Rescale the lines below, from the line containing "Could you point out the snake head" through the end of the records, and reproduce only those lines, requests included. Multiply every point coordinate in the answers by 0.2 and round to the nearest whole number, rounding halves up; leave the numbers in the requests and their format samples unchanged.
— START OF ITEMS —
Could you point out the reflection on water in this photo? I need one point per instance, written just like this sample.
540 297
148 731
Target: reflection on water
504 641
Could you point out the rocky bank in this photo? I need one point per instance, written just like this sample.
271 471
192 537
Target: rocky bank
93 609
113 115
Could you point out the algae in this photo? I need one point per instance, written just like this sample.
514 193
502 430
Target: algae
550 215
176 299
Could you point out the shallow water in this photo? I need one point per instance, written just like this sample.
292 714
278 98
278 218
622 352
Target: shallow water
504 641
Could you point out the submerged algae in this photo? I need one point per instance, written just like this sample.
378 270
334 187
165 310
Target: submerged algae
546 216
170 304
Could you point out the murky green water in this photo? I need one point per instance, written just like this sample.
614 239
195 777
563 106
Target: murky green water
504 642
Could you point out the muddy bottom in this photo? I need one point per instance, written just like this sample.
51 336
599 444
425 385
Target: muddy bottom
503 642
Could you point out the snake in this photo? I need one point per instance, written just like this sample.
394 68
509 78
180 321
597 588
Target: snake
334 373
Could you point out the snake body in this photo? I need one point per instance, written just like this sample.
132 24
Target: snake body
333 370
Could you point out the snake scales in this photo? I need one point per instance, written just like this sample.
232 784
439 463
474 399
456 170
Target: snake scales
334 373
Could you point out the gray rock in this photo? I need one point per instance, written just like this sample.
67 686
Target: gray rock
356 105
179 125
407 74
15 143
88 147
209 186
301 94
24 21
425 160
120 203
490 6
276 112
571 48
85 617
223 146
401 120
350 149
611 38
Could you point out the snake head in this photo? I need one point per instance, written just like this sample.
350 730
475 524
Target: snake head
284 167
— END OF ITEMS —
# WRITTEN RESPONSE
Could you point out the snake head in this photo? I need one point per instance, written just like this sample.
350 730
475 524
Target: snake head
57 33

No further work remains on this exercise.